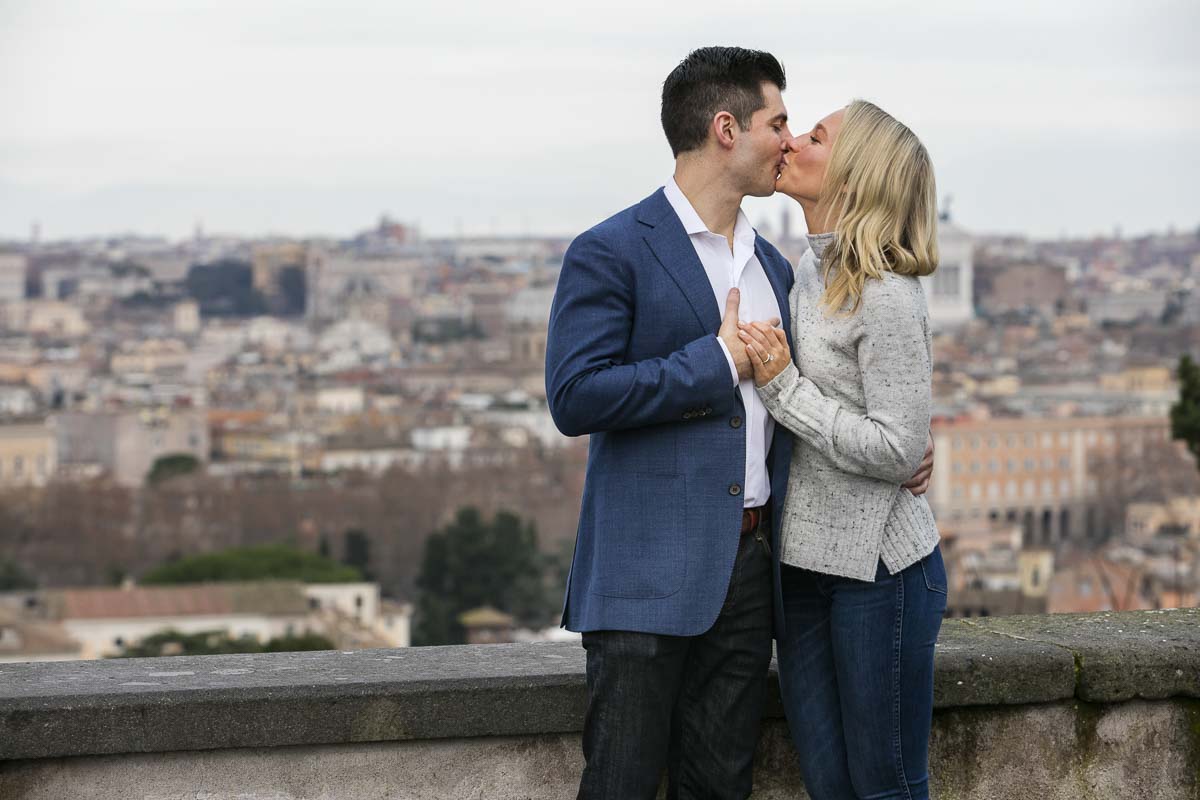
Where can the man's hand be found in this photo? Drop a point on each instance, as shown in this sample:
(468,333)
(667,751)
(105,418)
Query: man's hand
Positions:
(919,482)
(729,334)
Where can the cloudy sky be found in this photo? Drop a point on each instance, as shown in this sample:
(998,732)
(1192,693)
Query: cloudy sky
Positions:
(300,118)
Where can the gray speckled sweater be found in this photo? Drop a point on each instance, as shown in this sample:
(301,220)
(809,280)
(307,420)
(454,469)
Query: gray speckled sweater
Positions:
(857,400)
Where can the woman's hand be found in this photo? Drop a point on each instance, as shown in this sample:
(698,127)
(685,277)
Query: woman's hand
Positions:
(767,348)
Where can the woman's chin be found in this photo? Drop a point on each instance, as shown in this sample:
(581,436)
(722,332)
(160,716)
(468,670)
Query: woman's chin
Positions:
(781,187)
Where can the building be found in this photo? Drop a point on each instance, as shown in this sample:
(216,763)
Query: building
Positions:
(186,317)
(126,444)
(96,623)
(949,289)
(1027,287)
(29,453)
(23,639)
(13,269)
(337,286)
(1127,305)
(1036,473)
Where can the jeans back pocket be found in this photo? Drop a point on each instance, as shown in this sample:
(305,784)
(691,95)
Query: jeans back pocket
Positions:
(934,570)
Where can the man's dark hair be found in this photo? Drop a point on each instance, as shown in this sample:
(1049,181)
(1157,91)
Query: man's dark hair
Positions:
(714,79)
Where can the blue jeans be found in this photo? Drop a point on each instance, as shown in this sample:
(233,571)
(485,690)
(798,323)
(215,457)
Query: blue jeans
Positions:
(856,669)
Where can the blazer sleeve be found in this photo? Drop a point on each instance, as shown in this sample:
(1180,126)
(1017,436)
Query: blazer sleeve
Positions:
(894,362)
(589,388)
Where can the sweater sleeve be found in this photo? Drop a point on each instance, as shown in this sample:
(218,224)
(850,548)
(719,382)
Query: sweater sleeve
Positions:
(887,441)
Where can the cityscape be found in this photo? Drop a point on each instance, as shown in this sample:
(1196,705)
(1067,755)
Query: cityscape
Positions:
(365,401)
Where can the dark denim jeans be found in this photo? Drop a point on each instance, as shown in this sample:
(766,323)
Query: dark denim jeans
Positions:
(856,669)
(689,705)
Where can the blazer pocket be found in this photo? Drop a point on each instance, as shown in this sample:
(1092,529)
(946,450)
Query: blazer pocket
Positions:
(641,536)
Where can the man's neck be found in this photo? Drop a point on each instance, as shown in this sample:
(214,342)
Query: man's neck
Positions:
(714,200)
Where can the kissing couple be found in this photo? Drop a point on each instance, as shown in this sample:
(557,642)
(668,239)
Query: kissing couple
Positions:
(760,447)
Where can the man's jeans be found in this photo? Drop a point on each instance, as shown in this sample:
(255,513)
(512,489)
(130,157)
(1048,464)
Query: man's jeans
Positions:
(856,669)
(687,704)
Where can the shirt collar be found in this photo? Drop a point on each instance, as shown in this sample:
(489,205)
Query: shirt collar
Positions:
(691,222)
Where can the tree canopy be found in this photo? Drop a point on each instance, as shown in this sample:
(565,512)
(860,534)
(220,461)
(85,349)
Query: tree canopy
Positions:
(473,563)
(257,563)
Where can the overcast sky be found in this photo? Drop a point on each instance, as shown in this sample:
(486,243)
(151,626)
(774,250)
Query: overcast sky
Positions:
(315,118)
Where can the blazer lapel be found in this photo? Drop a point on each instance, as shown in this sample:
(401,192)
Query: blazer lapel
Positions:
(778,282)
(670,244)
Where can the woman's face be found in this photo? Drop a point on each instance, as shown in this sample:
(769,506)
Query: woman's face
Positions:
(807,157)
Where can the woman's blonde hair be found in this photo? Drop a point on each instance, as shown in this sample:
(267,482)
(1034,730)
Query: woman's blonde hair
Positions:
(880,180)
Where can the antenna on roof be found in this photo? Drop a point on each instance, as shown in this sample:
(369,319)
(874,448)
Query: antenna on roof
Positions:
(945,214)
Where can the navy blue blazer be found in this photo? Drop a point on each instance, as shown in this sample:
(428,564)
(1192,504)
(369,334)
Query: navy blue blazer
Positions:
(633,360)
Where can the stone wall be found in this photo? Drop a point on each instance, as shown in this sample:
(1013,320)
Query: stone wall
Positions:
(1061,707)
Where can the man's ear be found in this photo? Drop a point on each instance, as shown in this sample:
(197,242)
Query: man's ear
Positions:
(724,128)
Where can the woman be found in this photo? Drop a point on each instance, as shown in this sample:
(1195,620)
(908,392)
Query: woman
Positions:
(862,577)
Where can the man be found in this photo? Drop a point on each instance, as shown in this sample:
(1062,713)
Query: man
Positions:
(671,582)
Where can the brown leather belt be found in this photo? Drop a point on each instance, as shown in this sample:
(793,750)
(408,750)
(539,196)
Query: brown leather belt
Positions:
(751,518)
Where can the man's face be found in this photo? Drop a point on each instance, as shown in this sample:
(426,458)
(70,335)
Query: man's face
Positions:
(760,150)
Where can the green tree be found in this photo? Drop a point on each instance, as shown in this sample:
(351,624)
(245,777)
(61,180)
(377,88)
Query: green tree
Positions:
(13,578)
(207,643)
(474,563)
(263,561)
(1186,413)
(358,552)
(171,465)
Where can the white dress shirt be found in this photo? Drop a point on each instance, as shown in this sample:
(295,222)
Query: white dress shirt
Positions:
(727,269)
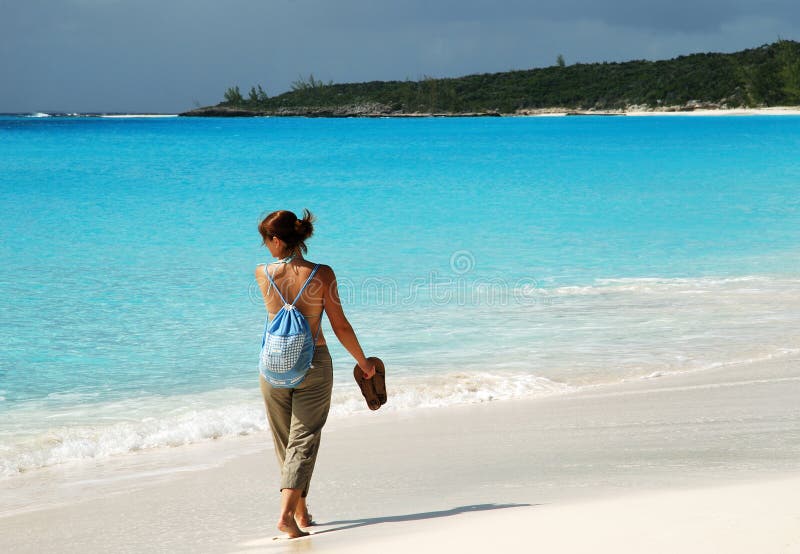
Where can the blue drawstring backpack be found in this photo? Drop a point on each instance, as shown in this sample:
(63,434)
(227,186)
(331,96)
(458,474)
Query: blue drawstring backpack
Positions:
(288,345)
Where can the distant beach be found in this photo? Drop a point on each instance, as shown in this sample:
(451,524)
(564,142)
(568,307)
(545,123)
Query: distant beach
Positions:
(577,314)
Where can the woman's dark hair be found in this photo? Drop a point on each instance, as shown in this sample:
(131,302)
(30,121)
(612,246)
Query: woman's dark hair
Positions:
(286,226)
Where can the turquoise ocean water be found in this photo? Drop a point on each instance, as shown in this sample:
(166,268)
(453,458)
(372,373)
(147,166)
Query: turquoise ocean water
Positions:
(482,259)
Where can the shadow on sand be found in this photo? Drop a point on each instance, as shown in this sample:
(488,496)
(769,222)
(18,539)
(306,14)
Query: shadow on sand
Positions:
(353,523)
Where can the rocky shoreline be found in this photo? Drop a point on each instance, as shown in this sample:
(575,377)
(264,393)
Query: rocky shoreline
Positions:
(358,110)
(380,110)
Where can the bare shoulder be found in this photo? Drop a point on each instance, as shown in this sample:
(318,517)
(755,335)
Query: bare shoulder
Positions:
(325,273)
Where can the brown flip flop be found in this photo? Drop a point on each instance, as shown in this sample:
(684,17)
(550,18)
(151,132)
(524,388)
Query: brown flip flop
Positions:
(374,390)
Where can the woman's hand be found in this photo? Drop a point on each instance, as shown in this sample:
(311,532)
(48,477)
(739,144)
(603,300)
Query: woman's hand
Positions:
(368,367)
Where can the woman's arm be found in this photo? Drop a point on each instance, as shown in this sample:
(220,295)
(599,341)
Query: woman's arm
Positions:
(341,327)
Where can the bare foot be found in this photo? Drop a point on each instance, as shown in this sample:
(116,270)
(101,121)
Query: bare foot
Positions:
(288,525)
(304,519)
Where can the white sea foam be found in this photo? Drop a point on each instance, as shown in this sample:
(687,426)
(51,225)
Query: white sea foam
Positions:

__Required task__
Without the pictures, extract every entry verbatim.

__Finished exercise__
Where can the man's hand be found in this photo? Drop a point on each instance, as shown in this sample:
(468,333)
(667,751)
(105,418)
Query: man's hand
Positions:
(919,482)
(729,334)
Where can the cloudy sky be found in this photo? Drop a point on each instance, as shown in this sample:
(998,732)
(1192,693)
Query: cloudy sky
Positions:
(300,118)
Where can the gray speckled sweater be found in this photo? Drop a point on each instance, as shown in this sample:
(301,220)
(809,280)
(307,420)
(454,469)
Query: gray speckled sweater
Positions:
(857,400)
Where can the woman's hand be found in this photo? Drop a point on each instance, as shown in this sample:
(698,127)
(685,277)
Query: woman's hand
Positions:
(767,348)
Where can the woman's chin be found in this photo? Drop a point on each instance, as shown in this sample:
(581,436)
(722,332)
(160,716)
(468,670)
Query: woman's chin
Positions:
(781,187)
Where can the building be found in this photo? Drop a point on each instance, as shown in this sample:
(216,763)
Query: building
Positions:
(186,317)
(126,444)
(96,623)
(949,289)
(1027,287)
(29,453)
(23,639)
(13,269)
(337,286)
(1127,305)
(1036,473)
Where can the jeans back pocket be found in this photo? Drop a point on each instance, as shown in this sample:
(305,784)
(691,95)
Query: jeans back pocket
Positions:
(934,570)
Where can the man's dark hair be found in this photo? Drop a point on each instance, as shown in this sample:
(1049,181)
(1157,91)
Query: man's dark hair
Positions:
(714,79)
Where can the blue jeans be found in this photo? Drop a point on each instance, as shown in this sample:
(233,571)
(485,690)
(798,323)
(215,457)
Query: blue jeans
Positions:
(856,669)
Where can the blazer sleeve be found in this photo? Drop a point on each instance, as shown in this sample:
(1180,126)
(1017,436)
Query: blazer sleeve
Positions:
(894,362)
(589,388)
Where can the sweater sleeve be found in this photo? Drop a point on each instance, as shown in this sample:
(218,224)
(850,548)
(719,382)
Query: sweater sleeve
Positions:
(887,441)
Where can the cityscape be found in this photo? Drop a point on each instance, as shown in this sample:
(1196,705)
(1067,755)
Query: cityscape
Positions:
(365,401)
Where can the dark denim jeans be found in this photo? Drop a point on each instance, as shown in this sample:
(766,323)
Query: dark denim jeans
Positions:
(856,669)
(689,705)
Where can the blazer pocket be found in this photo? Drop a point on each instance, as shown in this sample:
(1092,529)
(946,450)
Query: blazer pocket
Positions:
(641,536)
Where can the man's neck be found in this photo? Drop a point on each instance, as shown in this sample:
(214,342)
Query: man's neck
Positions:
(714,200)
Where can the kissing couple be found in this photo? Drop a point on each instance, as shown in this sample:
(557,642)
(668,239)
Query: kissing couple
Positions:
(760,447)
Where can the man's jeans be found in this photo? Drop a point on each instance, as shown in this sample:
(255,513)
(512,489)
(130,157)
(1048,464)
Query: man's jeans
Positions:
(856,669)
(687,704)
Where can the shirt collar be found in this photo? Drop a point on each instance, as shown in this sample:
(489,205)
Query: shirt collar
Positions:
(691,222)
Where can the tree canopy be found in this photo? Drop a point on each instance, as shown in this sample:
(565,512)
(860,534)
(220,461)
(85,349)
Query: tree canopy
Positions:
(473,563)
(257,563)
Where can the overcast sky be found in this photo? Drop a point on each instance, as shown in this sample:
(486,243)
(151,626)
(774,250)
Query: overcast sky
Positions:
(315,118)
Where can the blazer lapel be found in this photo? Drop a point on each instance, as shown in this sample:
(401,192)
Query: blazer lapel
Positions:
(778,282)
(670,244)
Where can the woman's face be found in this photo? Drop a point on each instance, as shown in this sample:
(769,506)
Query: woman's face
Positions:
(807,157)
Where can the woman's blonde hair be found in this photo? Drop a point on each instance, as shown in this sample:
(267,482)
(1034,730)
Query: woman's blonde hair
Positions:
(880,180)
Where can the antenna on roof be found in this photo? Drop a point on each instance, as shown in this sample:
(369,319)
(874,448)
Query: antenna on roof
Positions:
(945,214)
Where can the navy blue blazer be found in this photo? Drop a point on each instance, as shown in this sample:
(428,564)
(1192,504)
(369,334)
Query: navy blue blazer
Positions:
(633,360)
Where can the stone wall be found in this photo? Drop a point on each instance, as shown in this sample:
(1013,320)
Query: stone wall
Positions:
(1061,707)
Where can the man's ear be found in this photo? Drop a point on each instance, as shown in this sample:
(197,242)
Query: man's ear
Positions:
(724,128)
Where can the woman be found in this photo? Drop a point on each instance, as shown in this sample:
(1195,620)
(908,392)
Query: woman
Positions:
(862,577)
Where can the man be found in this photo? Drop a point on each instance, as shown in this sample:
(1062,713)
Query: man
Positions:
(671,582)
Where can the brown leather belt be found in this photo? Drop a point on each instance, as shown in this sample:
(793,750)
(408,750)
(539,196)
Query: brown leather belt
Positions:
(751,518)
Where can the man's face be found in this photo? Drop a point on each instance, as shown in this sample:
(426,458)
(70,335)
Query: man's face
Positions:
(760,150)
Where can the green tree be found in this photo? Drop a point on each instance, as shown in this sample:
(351,624)
(245,777)
(61,180)
(377,88)
Query: green tree
Positions:
(13,578)
(207,643)
(474,563)
(263,561)
(1186,413)
(358,552)
(171,465)
Where can the white dress shirt be found in this photo? Drop a point on each instance, as shown in this sample:
(295,222)
Query: white dress shirt
Positions:
(727,269)
Where can the blue drawstring backpack be found in this photo? Drop a point on each instance, as shown in this sample:
(63,434)
(227,186)
(331,96)
(458,474)
Query: blue drawstring backpack
Positions:
(288,345)
Where can the distant beach be found in this photo? Drop a point on each instance, as shown in this sample:
(451,524)
(564,142)
(568,307)
(545,123)
Query: distant beach
Positions:
(577,314)
Where can the woman's dark hair be found in this photo? Drop a point on each instance, as shown in this sample:
(131,302)
(30,121)
(612,246)
Query: woman's dark hair
Positions:
(286,226)
Where can the turquoise ocean water be found in this photo? Drop a point on each instance, as shown in this sample:
(166,268)
(453,458)
(372,373)
(147,166)
Query: turquoise ocean water
Positions:
(482,259)
Where can the shadow on sand be found in this photo? Drop a point on each instance, as shown in this sample:
(488,496)
(769,222)
(18,539)
(306,14)
Query: shadow on sand
Positions:
(353,523)
Where can the rocky shoreline be found in this photo? Drop a point on each instance, as shown in this sample:
(575,377)
(264,393)
Query: rocky shoreline
Positions:
(358,110)
(380,110)
Where can the bare shoulder be found in this photo? Drop a point on each instance, as shown in this sample:
(318,517)
(755,335)
Query: bare shoulder
Positions:
(325,273)
Where can the brown flip flop be found in this photo? Drop a point on each instance, as shown in this sample:
(684,17)
(550,18)
(151,132)
(524,388)
Query: brown flip flop
Positions:
(374,390)
Where can the woman's hand be found in this photo? Drop a point on each instance, as shown in this sample:
(311,532)
(48,477)
(739,144)
(603,300)
Query: woman's hand
Positions:
(368,367)
Where can the woman's arm be found in this photo? Drop a point on each instance, as shown in this sample:
(220,295)
(599,341)
Query: woman's arm
Positions:
(341,327)
Where can the bare foot be found in this photo? Drop a point on each instance, as shown in this sample:
(116,270)
(101,121)
Query: bare foot
Positions:
(288,525)
(304,519)
Where can the white sea foam be found in this photo? Drop a point on each instance, as shown in this sample:
(687,426)
(51,225)
Query: white sea foam
Positions:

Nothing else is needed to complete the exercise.